Chapter 16 Further Reading: Time Series Forecasting


Foundational Texts

1. Hyndman, R. J., & Athanasopoulos, G. (2021). Forecasting: Principles and Practice (3rd ed.). OTexts. The single best resource for learning time series forecasting. Freely available at otexts.com/fpp3, this textbook covers everything from decomposition through ARIMA, exponential smoothing, regression with time series, and modern forecasting methods — all with clear explanations, R code examples, and business applications. If you read only one supplementary resource for this chapter, make it this one. The third edition adds coverage of neural network methods and ensemble techniques.

2. Box, G. E. P., Jenkins, G. M., Reinsel, G. C., & Ljung, G. M. (2015). Time Series Analysis: Forecasting and Control (5th ed.). Wiley. The definitive technical reference for ARIMA and Box-Jenkins methodology. Originally published in 1970, this book established the framework that dominated time series analysis for decades. The mathematical treatment is rigorous — more demanding than this textbook requires — but the conceptual foundations are worth understanding. Read the first four chapters for the intuition; consult the remainder as a technical reference.

3. Makridakis, S., Wheelwright, S. C., & Hyndman, R. J. (2008). Forecasting: Methods and Applications (3rd ed.). Wiley. A practical, business-oriented guide to forecasting methods with extensive coverage of exponential smoothing, judgment-based forecasting, and the organizational aspects of forecasting — topics that more technical texts often neglect. Particularly strong on the behavioral and political challenges of forecasting in organizations, including the forecast-vs-target distinction discussed in this chapter.


Prophet and Modern Business Forecasting

4. Taylor, S. J., & Letham, B. (2018). "Forecasting at Scale." The American Statistician, 72(1), 37-45. The original paper introducing Facebook Prophet. Taylor and Letham explain Prophet's design philosophy — treating forecasting as a curve-fitting problem rather than a time series problem — and describe the practical considerations that drove their design choices. Essential reading for understanding why Prophet works the way it does and what its assumptions are. The paper is accessible to readers with basic statistics background.

5. Prophet Documentation. (2024). facebook.github.io/prophet. The official Prophet documentation is unusually good — clear, well-organized, and full of practical examples. The "Quick Start" guide, the section on seasonality, holidays, and additional regressors, and the cross-validation tutorial are directly relevant to this chapter's code examples. The documentation also covers advanced topics like multiplicative seasonality and logistic growth that extend beyond the chapter's scope.

6. Januschowski, T., Gasthaus, J., Wang, Y., et al. (2020). "Criteria for Classifying Forecasting Methods." International Journal of Forecasting, 36(1), 167-177. A thoughtful framework for comparing and selecting forecasting methods based on their assumptions, data requirements, and practical characteristics. Useful for making principled choices between ARIMA, exponential smoothing, Prophet, and neural network approaches — exactly the decision practitioners face when designing production forecasting systems.

============

= TASK BRIEF =
Set down the passage of the further reading list that begins at the words "6. Januschowski, T., Gasthaus, J., Wang, Y., et" and ends after the words "production forecasting systems.". The entries after this text have nothing to do with the work here.

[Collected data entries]

============

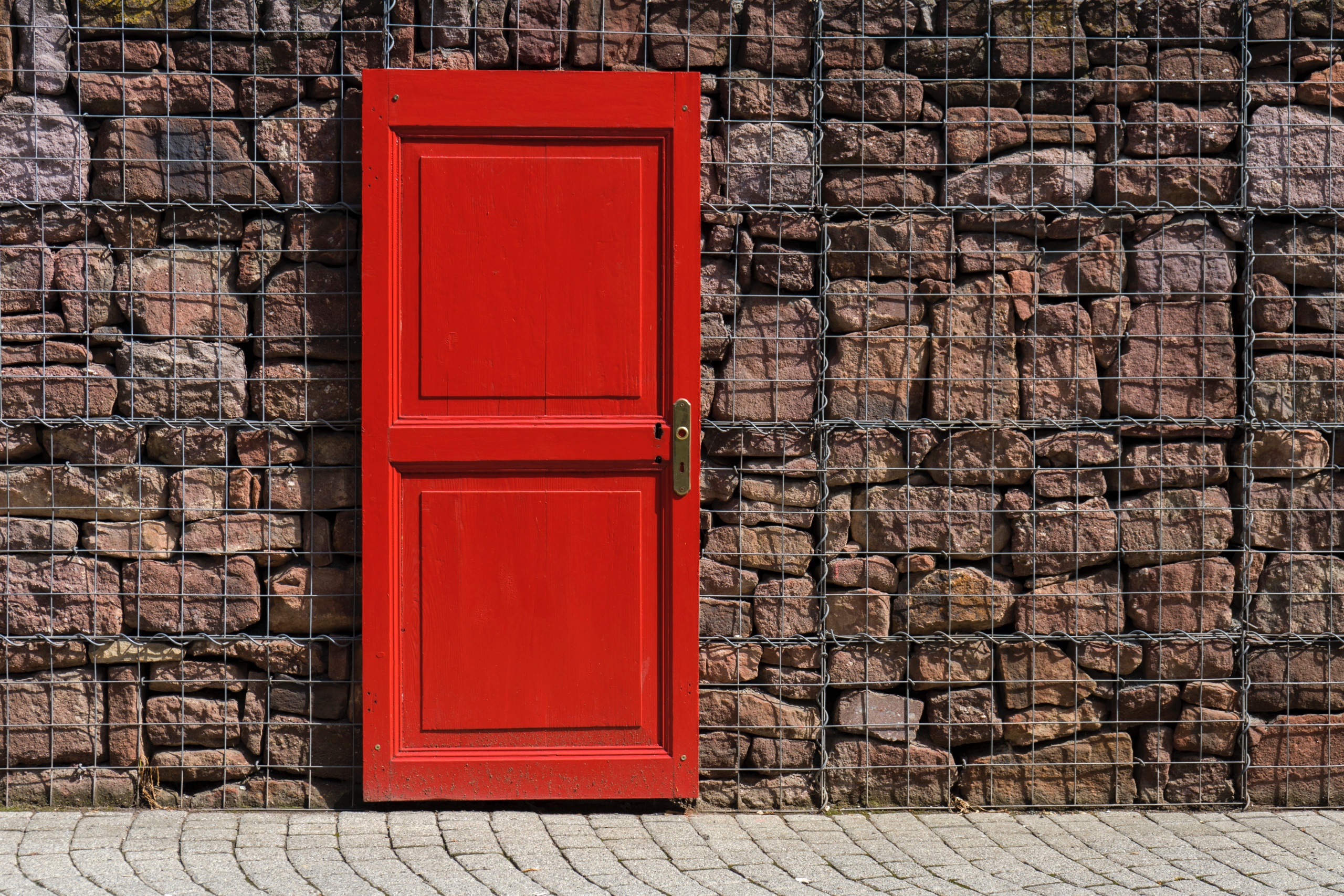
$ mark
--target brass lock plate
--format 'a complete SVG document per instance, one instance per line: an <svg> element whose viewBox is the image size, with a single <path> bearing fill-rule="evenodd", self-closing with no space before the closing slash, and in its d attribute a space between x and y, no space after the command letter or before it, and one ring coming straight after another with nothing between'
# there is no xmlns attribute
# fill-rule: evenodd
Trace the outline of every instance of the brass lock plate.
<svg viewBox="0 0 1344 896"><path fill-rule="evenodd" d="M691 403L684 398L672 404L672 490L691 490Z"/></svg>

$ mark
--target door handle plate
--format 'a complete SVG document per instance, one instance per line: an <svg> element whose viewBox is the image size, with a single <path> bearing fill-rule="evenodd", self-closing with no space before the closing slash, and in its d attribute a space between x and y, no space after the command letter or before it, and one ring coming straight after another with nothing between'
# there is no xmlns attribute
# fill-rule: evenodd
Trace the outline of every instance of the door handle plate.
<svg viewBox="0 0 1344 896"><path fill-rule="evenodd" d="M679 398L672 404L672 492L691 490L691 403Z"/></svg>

============

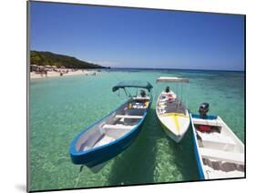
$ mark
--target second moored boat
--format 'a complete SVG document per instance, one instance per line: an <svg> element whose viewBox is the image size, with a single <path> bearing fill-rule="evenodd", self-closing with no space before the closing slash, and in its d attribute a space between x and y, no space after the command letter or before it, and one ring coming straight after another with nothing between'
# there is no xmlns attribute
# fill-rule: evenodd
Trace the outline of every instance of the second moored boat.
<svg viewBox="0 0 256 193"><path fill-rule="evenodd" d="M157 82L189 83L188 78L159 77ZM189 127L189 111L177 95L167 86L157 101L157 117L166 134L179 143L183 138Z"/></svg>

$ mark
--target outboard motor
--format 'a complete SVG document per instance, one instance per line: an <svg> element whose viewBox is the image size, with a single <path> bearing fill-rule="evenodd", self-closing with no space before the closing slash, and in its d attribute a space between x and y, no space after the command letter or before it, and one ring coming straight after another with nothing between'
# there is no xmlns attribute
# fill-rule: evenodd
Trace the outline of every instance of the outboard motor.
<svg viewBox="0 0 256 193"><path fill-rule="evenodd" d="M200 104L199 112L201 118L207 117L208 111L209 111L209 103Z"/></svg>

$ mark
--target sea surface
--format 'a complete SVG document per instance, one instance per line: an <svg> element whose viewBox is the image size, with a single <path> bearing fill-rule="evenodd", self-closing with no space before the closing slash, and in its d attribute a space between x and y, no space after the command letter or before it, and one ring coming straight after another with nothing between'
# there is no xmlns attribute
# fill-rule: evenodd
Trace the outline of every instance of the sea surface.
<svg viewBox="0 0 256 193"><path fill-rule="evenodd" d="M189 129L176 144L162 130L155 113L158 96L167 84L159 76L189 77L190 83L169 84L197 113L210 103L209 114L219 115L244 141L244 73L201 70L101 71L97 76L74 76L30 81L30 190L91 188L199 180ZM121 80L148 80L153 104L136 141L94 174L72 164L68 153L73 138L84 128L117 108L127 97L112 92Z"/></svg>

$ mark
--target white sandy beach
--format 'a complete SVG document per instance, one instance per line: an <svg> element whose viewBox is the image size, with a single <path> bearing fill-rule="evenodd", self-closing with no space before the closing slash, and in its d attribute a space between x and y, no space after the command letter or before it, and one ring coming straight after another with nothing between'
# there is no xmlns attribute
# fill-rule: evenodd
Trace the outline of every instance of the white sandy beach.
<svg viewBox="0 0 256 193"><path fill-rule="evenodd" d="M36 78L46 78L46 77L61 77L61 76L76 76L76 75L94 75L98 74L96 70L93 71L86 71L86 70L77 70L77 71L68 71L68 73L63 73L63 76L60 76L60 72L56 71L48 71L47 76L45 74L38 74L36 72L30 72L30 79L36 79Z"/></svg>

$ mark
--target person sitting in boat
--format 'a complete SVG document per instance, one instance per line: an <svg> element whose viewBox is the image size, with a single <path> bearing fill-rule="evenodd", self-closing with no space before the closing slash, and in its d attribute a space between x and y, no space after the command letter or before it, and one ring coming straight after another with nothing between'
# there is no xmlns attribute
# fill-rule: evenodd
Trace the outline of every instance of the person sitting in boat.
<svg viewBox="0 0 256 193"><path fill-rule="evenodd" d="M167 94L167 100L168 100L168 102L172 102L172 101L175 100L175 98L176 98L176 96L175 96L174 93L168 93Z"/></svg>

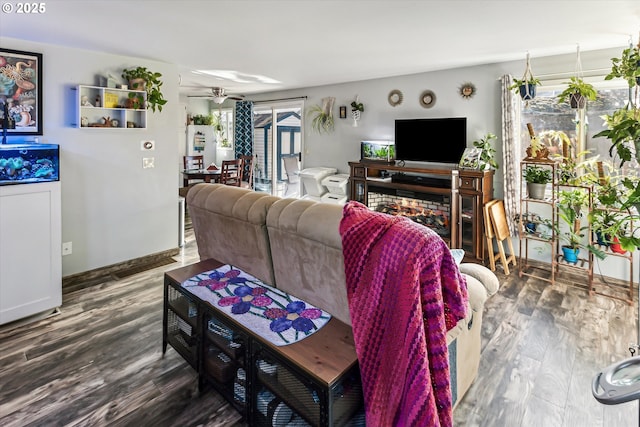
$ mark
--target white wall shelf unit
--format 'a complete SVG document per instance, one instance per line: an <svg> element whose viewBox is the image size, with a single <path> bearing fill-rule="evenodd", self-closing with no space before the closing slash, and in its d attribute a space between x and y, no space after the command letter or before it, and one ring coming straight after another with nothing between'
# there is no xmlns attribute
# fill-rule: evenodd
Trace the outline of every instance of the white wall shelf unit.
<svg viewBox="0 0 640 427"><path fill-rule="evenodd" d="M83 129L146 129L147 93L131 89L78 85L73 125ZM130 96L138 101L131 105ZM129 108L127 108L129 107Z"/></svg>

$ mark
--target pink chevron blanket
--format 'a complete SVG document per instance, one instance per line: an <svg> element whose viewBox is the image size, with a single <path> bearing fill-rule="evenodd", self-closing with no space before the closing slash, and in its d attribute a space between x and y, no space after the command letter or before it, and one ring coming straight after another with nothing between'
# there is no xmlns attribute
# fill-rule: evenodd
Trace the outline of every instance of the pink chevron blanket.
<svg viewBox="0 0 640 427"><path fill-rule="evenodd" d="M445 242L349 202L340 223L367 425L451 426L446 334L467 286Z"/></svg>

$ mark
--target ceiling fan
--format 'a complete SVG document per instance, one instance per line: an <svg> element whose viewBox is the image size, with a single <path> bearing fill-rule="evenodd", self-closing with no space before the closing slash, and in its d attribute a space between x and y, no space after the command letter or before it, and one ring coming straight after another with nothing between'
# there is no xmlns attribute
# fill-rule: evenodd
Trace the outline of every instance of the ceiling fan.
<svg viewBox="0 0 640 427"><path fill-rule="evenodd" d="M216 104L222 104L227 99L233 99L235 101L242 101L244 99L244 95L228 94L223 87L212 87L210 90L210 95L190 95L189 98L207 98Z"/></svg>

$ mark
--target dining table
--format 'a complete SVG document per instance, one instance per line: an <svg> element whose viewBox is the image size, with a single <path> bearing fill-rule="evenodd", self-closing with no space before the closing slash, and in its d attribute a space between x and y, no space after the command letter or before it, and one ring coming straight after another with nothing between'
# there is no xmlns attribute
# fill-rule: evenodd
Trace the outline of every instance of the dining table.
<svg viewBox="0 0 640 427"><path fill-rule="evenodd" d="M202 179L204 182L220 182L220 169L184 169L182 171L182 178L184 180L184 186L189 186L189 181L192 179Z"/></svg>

============

= REPLY TO THE EXERCISE =
6. Januschowski, T., Gasthaus, J., Wang, Y., et al. (2020). "Criteria for Classifying Forecasting Methods." International Journal of Forecasting, 36(1), 167-177. A thoughtful framework for comparing and selecting forecasting methods based on their assumptions, data requirements, and practical characteristics. Useful for making principled choices between ARIMA, exponential smoothing, Prophet, and neural network approaches — exactly the decision practitioners face when designing production forecasting systems.